» **Problems to solve**:
#1 Copy the passage of the P-47 book thread from "Back in/around late" up to and including "military-books, since then.".
#2 Write the next part of the forum thread on P-47 Thunderbolt books, starting after its last sentence.

» **Selection**:
# Any Recommendations on Books Regarding the American P-47D Thunderbolt?



## contrails16 (Aug 5, 2020)

Hi all, I’ve taken a keen interest in the P-47 over the last two months, and was just curious if anyone knows of books that have:
-great photos
-tech specs and drawings
-operational history 
-pilot interviews 
Doesn’t have to meet every criterion listed, just wondering  Many thanks!


----------



## Snautzer01 (Aug 5, 2020)

contrails16 said:


> Hi all, I’ve taken a keen interest in the P-47 over the last two months, and was just curious if anyone knows of books that have:
> -great photos
> -tech specs and drawings
> -operational history
> ...


On you tube there are some great movies. Even in colour.

Reactions: Bacon Bacon:
1 | Like List reactions


----------



## contrails16 (Aug 5, 2020)

Snautzer01 said:


> On you tube there are some great movies. Even in colour.


Thanks


----------



## MIflyer (Aug 6, 2020)

As far as development, I am sure that No.1 is Warren M. Bodie's "Republic's P-47 Thunderbolt From Seversky to Victory"

Also there is P-47 Thunderbolt At War by William Hess. Not much about development but some interesting tales and personal accounts.

Reactions: Bacon Bacon:
1 | Like List reactions


----------



## Hornchurch (Aug 7, 2020)

contrails16 said:


> Hi all, I’ve taken a keen interest in the P-47 over the last two months, and was just curious if anyone knows of any P.47 books :
> Doesn’t have to meet every criterion listed, just wondering
> Many thanks!


'


Back in/around late 1982, I worked in London & my (Huge) street-square office had a gigantic-Library, with 1,000's of books.

The military-section was VERY large (it was owned/operated by 'Ex-Combat-Vets' from WW.II).

I saw a book that had a dull-ish Red/Black cover - Nothing special to look at, but "man-oh-man" what a FABULOUS book it was.....


Click link, for illustration, plus ISBN, etc..... Marvin Bledsoe ; Memoirs of ....... ( P.47 Thunderbolt )

I just COULD NOT put the book down & this from someone who's either owned/read a 'Gazillion' military-books, since then.

Marvin Bledsoe WAS a '9th Air Force' Fighter Pilot, with the '9th's Fighters dedicated to 'strafing', 'insurgency', rather than 'Bomber-Support' (8th)

» **Recorded data**:
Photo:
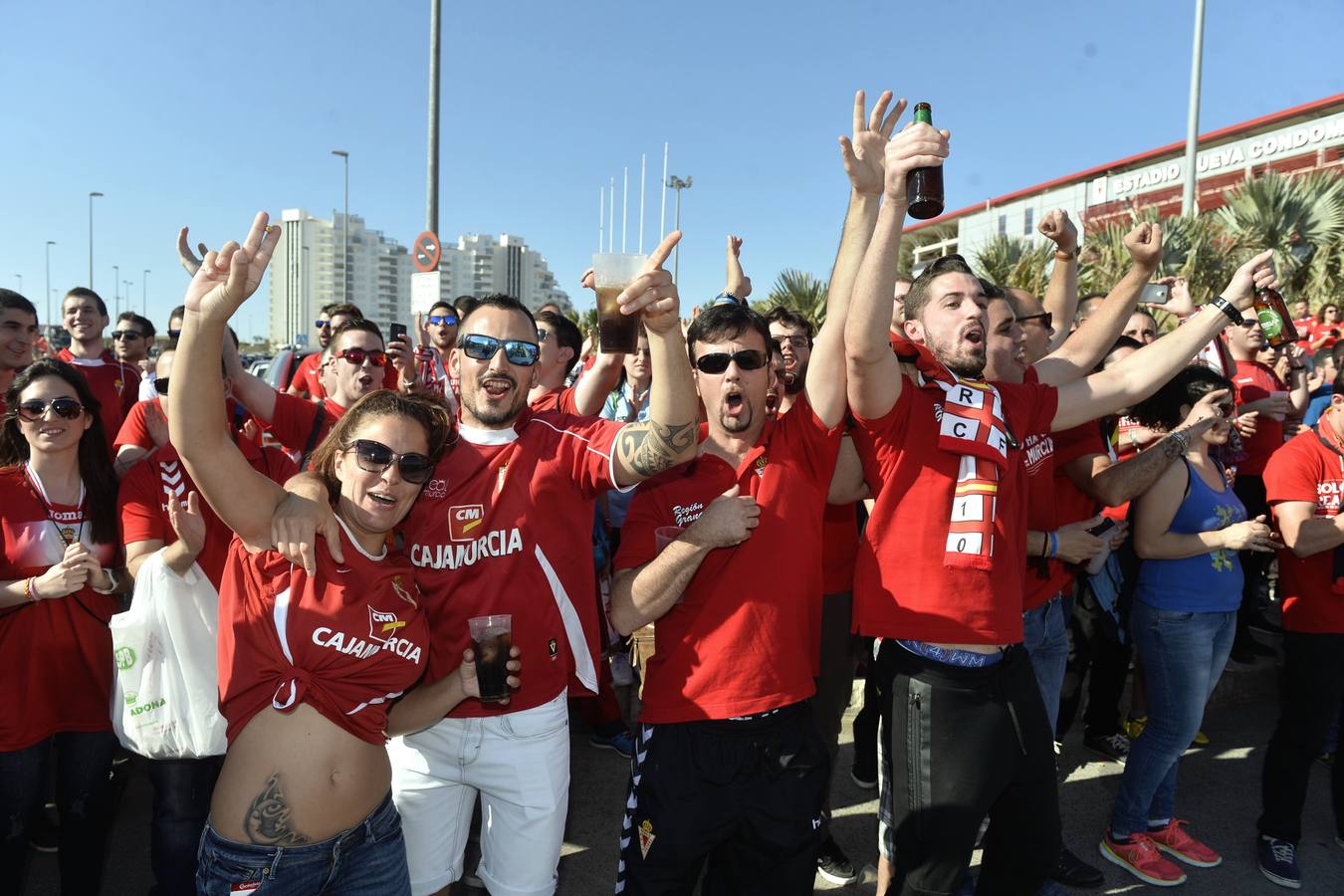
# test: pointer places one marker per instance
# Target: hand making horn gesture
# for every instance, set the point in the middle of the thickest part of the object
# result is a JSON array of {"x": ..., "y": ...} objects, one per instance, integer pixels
[
  {"x": 653, "y": 295},
  {"x": 229, "y": 277}
]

» **Solved problems**:
#1
Back in/around late 1982, I worked in London & my (Huge) street-square office had a gigantic-Library, with 1,000's of books.

The military-section was VERY large (it was owned/operated by 'Ex-Combat-Vets' from WW.II).

I saw a book that had a dull-ish Red/Black cover - Nothing special to look at, but "man-oh-man" what a FABULOUS book it was.....


Click link, for illustration, plus ISBN, etc..... Marvin Bledsoe ; Memoirs of ....... ( P.47 Thunderbolt )

I just COULD NOT put the book down & this from someone who's either owned/read a 'Gazillion' military-books, since then.

#2
I swear to God, I'd be chomping for my lunch-break, just to read it - The book draws you in & is a crucial-read for P.47 "fans" (E.T.O)

By posting this (Gulp), I've probably just this second reduced my chances of 'owning' a copy, by circa 1,000% 

"If" anyone buys one after my recommendation (unlikely), then PLEASE feel sorry for THIS 'Limey' & post your "used" copy (*I'll do the postage !*)

I haven't had it in my hands since 1982/1983 and more's the pity. - Great recommendation though


Another that I actually DO have (& still possess) - And again, recommend highly, is "The Hub" (Airlife Publishing, 1988)

It's written by noted British "Doyen" of authors regarding the 8th Air Force, Roger A Freeman.

So highly regarded (in his later years, esp' after publication of "The Mighty 8th"), the 8th Association made HIM their President (IIRC)

Quite an accolade, given that he was British (English) thru & thru.

He not only KNEW Hubert Zemke personally, but stayed at his house/home as a warmly-invited 'Guest' - But the links didn't end there.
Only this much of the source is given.